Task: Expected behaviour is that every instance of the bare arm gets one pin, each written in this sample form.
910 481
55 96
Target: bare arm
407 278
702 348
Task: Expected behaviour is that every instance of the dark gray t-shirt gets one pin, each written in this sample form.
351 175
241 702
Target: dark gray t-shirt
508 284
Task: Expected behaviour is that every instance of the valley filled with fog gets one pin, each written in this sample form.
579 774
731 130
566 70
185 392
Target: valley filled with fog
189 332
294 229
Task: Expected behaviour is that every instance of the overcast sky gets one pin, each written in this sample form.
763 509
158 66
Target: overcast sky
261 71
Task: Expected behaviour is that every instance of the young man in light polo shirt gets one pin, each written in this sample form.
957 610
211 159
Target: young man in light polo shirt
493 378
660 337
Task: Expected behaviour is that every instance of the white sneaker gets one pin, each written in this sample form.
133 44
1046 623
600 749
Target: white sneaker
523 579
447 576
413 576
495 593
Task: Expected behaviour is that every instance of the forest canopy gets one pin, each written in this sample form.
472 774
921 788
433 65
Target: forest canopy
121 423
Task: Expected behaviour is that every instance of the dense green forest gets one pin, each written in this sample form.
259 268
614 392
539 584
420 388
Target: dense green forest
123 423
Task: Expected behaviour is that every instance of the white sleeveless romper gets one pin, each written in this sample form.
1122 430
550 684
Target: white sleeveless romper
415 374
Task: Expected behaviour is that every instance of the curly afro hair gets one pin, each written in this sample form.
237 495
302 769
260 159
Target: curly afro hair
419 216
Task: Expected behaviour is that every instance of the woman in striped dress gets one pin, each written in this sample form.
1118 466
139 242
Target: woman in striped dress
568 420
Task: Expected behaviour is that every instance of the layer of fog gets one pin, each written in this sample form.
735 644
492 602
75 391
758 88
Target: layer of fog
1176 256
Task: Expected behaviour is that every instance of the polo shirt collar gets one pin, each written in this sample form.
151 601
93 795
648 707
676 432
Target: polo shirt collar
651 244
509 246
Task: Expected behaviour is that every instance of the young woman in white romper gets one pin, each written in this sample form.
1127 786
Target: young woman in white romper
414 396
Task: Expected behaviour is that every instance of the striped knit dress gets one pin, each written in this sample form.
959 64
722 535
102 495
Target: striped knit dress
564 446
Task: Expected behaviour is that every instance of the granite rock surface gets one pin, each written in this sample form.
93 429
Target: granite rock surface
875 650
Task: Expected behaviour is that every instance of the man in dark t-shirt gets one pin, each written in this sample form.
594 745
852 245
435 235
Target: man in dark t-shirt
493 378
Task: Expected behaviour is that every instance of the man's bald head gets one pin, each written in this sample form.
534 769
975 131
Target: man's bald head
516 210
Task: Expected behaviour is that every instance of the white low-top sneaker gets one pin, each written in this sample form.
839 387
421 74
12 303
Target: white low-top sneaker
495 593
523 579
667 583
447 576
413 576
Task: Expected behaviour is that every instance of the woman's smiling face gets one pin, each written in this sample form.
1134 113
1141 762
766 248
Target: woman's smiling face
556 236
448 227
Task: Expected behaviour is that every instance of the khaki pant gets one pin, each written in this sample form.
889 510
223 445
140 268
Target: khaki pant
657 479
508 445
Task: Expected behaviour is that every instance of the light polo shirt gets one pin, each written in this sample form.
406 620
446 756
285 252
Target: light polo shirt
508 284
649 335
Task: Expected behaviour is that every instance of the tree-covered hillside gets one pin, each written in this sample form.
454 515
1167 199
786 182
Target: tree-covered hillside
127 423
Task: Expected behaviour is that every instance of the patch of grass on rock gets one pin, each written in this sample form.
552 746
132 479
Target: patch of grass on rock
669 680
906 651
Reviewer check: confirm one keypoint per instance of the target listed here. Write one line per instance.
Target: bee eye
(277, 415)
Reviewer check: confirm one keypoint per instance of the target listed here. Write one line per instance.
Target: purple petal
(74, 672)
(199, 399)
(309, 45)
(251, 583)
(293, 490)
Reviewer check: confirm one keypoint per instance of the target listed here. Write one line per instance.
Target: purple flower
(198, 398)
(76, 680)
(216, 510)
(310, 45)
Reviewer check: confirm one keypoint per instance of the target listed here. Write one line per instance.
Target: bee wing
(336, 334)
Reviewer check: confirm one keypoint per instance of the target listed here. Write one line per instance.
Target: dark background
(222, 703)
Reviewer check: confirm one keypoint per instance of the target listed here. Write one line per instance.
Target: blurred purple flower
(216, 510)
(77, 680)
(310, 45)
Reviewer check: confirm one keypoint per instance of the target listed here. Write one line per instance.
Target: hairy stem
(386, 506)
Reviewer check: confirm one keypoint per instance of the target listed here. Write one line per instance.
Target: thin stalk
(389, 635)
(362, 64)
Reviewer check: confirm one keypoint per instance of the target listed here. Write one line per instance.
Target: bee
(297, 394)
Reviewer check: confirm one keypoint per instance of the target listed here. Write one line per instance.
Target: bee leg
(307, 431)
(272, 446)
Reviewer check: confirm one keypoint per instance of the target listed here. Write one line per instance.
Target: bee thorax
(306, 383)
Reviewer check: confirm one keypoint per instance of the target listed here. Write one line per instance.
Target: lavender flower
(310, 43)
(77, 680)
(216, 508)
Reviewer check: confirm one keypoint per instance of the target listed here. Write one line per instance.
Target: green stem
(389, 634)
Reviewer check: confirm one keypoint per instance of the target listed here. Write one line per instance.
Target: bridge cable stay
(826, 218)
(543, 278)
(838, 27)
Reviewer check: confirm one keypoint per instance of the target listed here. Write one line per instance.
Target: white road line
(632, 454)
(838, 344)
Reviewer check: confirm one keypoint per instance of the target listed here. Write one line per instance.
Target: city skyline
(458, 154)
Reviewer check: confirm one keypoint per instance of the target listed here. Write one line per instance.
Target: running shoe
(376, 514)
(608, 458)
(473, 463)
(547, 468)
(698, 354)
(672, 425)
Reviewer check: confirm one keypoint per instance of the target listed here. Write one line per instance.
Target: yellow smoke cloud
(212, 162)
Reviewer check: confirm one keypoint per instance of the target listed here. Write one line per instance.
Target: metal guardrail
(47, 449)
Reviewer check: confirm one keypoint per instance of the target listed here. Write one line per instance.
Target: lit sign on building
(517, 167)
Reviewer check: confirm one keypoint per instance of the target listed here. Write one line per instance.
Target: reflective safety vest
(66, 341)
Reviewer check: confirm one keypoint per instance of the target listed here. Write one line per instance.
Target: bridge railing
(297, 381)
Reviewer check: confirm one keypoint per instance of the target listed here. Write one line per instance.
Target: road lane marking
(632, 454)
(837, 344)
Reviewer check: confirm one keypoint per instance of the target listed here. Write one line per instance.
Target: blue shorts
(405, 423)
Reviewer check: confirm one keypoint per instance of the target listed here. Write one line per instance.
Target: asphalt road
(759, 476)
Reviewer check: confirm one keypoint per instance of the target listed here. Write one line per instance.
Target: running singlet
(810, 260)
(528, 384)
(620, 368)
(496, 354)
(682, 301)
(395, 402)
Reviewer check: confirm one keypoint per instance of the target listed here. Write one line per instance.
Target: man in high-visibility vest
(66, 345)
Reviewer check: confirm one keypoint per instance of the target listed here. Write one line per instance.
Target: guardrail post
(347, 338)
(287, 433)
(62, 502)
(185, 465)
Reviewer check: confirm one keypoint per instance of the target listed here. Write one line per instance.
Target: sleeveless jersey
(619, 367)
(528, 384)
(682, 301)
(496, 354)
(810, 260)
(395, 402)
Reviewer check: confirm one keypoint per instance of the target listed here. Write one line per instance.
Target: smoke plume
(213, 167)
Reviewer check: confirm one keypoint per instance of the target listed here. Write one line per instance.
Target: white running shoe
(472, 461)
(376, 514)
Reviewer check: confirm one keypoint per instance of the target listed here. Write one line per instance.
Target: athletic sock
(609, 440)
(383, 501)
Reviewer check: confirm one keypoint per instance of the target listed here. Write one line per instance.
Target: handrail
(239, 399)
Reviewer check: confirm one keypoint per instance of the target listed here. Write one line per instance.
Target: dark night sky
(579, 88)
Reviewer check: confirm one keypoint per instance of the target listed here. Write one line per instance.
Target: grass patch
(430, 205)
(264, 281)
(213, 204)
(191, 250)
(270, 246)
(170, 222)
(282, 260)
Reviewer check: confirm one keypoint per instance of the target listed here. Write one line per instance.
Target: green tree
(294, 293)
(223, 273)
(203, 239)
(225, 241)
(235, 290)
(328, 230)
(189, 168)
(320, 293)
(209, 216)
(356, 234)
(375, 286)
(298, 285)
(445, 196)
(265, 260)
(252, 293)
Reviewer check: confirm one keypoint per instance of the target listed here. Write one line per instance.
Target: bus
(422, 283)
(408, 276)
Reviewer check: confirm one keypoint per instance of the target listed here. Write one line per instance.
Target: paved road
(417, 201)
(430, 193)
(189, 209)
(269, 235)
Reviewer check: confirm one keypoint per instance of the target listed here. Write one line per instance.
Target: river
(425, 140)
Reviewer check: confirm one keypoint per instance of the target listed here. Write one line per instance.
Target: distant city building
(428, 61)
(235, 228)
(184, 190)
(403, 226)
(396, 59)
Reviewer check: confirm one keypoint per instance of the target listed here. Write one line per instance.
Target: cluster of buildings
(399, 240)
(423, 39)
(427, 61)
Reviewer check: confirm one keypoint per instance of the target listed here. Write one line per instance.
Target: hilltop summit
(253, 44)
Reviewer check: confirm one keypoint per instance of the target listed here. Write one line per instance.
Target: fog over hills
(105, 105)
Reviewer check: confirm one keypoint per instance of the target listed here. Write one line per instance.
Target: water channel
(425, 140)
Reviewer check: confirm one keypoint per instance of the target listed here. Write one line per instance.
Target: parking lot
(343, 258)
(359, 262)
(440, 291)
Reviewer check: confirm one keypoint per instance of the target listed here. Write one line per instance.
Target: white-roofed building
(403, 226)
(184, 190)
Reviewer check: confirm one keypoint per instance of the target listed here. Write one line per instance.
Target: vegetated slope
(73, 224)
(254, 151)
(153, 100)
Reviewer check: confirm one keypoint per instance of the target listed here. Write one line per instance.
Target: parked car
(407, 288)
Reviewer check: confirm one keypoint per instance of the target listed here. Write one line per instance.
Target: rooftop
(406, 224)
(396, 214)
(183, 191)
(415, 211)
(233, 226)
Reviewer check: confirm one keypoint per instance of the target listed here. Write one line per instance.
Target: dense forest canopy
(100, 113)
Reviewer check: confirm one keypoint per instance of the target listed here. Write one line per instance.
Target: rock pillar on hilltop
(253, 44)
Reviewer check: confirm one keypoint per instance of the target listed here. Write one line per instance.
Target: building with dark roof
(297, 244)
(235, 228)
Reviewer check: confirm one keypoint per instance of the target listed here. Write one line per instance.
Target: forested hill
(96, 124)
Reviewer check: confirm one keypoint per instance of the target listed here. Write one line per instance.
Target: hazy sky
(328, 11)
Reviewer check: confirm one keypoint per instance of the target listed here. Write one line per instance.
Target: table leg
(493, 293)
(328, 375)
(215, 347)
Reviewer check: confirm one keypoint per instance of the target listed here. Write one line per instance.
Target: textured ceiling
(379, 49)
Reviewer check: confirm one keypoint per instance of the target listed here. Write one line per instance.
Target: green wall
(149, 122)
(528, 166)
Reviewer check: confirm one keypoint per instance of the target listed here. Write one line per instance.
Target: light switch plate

**Directions for this task**
Which lines of the material above contain the string "knit"? Pick out each one and copy it, counting case as significant.

**Complete response**
Task: Expected behaviour is that every instance of the striped knit dress gets one pin, each written in this sample form.
Target: striped knit dress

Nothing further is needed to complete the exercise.